Here are the criteria to the “Mixon Formula”

  • The RB must have had 30 or more receptions the previous year
  • The RB must be age 26 or younger by the start of the upcoming fantasy year
  • The RB must have had 65 or more rushing attempts the previous year
  • The RB must have had over 200 rushing yards the previous year
  • The RB has played three seasons or less prior to the start of the upcoming fantasy year
  • The RB can’t be on a team that drafted an RB in the 1st round of the most recent NFL draft
  • The RB must have only played for one NFL team
  • The RB averages at least 5.5 yards per reception
  • The RB averages greater than three yards per carry

 

Reasoning Behind Criteria

 

RB must have had 30 or more receptions the previous year

The NFL has evolved into having more of a focus on passing over the past few years. So with how the NFL has evolved, the top running back has to be effective in the passing game and be a true dual threat. Thirty receptions is set as the baseline because this means that the previous year, the RB was involved in the passing game averaging near 2 receptions (or more) a game. 

 

RB must be age 26 or younger by the start of the upcoming fantasy year

You can’t teach an old dog new tricks. Running backs have a shorter shelf life than most other positions, so you need to get a player in their physical prime. 

 

RB must have had 65+ rushing attempts the previous year

This part of the criteria eliminates a few of the 3rd down backs who don’t really have a role in the rushing game and therefore cannot reach the same ceiling as other backs. Sixty-five rushing attempts is set as the baseline because this means that in the previous year, the RB was at least getting an average of 4 carries per game. 

 

RB must have had over 200 rushing yards the previous year

This is to make sure they have at least some talent. It’s pretty difficult to not get 200 yards on 65+ carries, regardless of offensive line play.

 

RB has played three seasons or less prior to the start of the upcoming fantasy year

A players’ potential can only bring them so far. If they’ve already played 4 seasons, they are official a proven commodity and are unlikely to break out any further. 

 

RB can’t be on a team that drafted an RB in the 1st round of the most recent NFL draft

If a team drafts an RB in the 1st round, that means that they believe that they really need an upgrade at the position, and they will typically get their 1st round RB involved in the offense. The opportunity simply will not be there to be an RB1 if a 1st round RB is in the fold. This eliminated guys like Benny Cunningham (Rams drafted Todd Gurley round 1 of 2015), Branden Oliver (Chargers drafted Melvin Gordon round 1 of 2015), etc. in previous years.

• INFORMATION GIVEN:
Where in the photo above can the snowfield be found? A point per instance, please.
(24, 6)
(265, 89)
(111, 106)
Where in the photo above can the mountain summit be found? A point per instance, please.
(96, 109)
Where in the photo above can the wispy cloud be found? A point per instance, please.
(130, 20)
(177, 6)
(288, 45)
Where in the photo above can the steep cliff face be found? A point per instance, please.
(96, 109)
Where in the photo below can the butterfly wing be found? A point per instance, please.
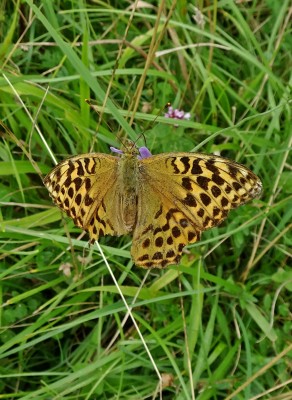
(182, 194)
(85, 187)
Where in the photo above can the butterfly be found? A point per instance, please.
(165, 201)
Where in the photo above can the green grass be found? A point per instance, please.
(218, 326)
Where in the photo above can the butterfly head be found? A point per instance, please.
(133, 150)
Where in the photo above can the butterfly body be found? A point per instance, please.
(165, 200)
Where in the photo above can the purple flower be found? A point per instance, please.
(177, 114)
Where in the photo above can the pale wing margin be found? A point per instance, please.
(180, 195)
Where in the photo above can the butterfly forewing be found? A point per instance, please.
(164, 200)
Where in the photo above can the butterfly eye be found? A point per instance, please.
(144, 153)
(114, 150)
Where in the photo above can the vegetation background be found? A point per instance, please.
(218, 326)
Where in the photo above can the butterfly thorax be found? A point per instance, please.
(128, 176)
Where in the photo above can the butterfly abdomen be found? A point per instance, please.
(128, 184)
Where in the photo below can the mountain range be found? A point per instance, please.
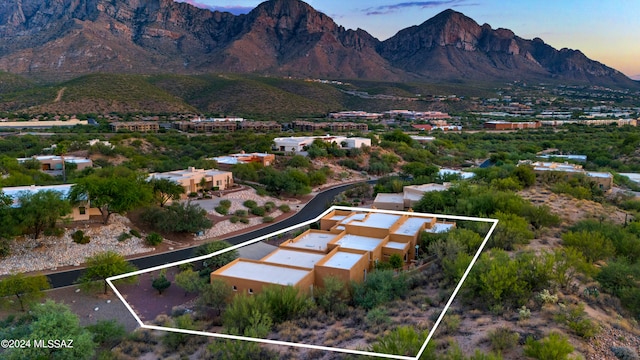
(61, 39)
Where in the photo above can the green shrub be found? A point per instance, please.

• EXERCISE REQUIREMENTS:
Continue the Mixon Formula write-up from its last sentence.

• EXPECTED ANSWER:
RB must have only played for one NFL team

When a player is cut or traded that early into their career, it means that an NFL team does not believe they are missing out on a potential game-changing talent. While there are occasional guys that do breakout after being cut early in their career (Dion Lewis, Justin Forsett, and Alex Collins are a few examples in recent years), they are exceptions to the rule and generally never reach RB1 status. 

 

RB averages at least 5.5 yards per reception the previous season

This metric is included to make sure that the RB is effective in open space and is actually doing something with the receptions they receive. Talent is necessary for a breakout.

 

RB averages greater than three yards per carry the previous season

Similar to the “RB averages at least 5.5 yards per reception” metric, this is to make sure the RB is not completely terrible. Three yards per carry is used as the baseline because many of the major game-changing candidates that were successful (Le’Veon Bell in 2014, Devonta Freeman in 2015, Melvin Gordon in 2016, Todd Gurley in 2017, Joe Mixon in 2018, etc.) struggled initially and averaged under four YPC. But, if a player is unable to even get three yards per carry, they are not worth your time.

 

2020 Candidates

 

And now, the moment of truth: the 2020 candidates! There were a few candidates that were close to making this list like Devin Singletary who was on pace to hit all the marks but ended up missing it by 1 reception, Tarik Cohen who was 1 carry short, or Ezekiel Elliott who had played one too many seasons. ADP data is from fantasy football calculator as of August 8th, 2020.

 

The Elites

 

The Elites are composed of players with top 10 ADPs that you would need to spend your first-round pick on to get.

 

Christian McCaffrey: McCaffrey has been the number one fantasy back in the last two years, so it only makes sense that he’s the number one pick this year right?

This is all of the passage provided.